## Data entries

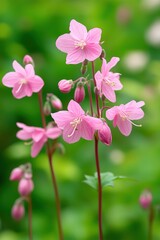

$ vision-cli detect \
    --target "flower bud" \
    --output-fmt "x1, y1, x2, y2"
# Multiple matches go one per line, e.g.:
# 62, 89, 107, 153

...

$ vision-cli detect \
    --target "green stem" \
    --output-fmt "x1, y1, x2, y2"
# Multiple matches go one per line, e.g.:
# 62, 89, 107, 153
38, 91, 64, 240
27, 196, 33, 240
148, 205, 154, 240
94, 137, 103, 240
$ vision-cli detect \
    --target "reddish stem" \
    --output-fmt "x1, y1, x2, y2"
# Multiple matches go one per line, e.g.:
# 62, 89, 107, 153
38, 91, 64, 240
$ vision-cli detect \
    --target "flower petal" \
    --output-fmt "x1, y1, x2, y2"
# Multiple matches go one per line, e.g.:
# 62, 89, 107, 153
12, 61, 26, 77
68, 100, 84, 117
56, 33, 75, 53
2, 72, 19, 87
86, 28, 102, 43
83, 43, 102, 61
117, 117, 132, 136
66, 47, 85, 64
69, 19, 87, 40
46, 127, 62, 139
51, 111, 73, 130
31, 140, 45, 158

## What is required
Count the lines in the data entries above that contain the string "target". Reply with the number only.

## Solution to the exercise
4